__PROBLEM TO WORK ON__. Every line below must be reproduced exactly. Copy them all.

---------- SUPPLIED DATA ----------

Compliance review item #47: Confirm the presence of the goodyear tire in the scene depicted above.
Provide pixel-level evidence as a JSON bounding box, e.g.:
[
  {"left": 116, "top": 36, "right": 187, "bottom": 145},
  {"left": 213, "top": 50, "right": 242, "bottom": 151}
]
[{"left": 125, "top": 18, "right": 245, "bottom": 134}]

----------

__ANSWER TO THIS TASK__.
Compliance review item #47: Confirm the presence of the goodyear tire in the scene depicted above.
Provide pixel-level evidence as a JSON bounding box, e.g.:
[
  {"left": 116, "top": 36, "right": 187, "bottom": 145},
  {"left": 213, "top": 50, "right": 242, "bottom": 151}
]
[{"left": 125, "top": 18, "right": 245, "bottom": 134}]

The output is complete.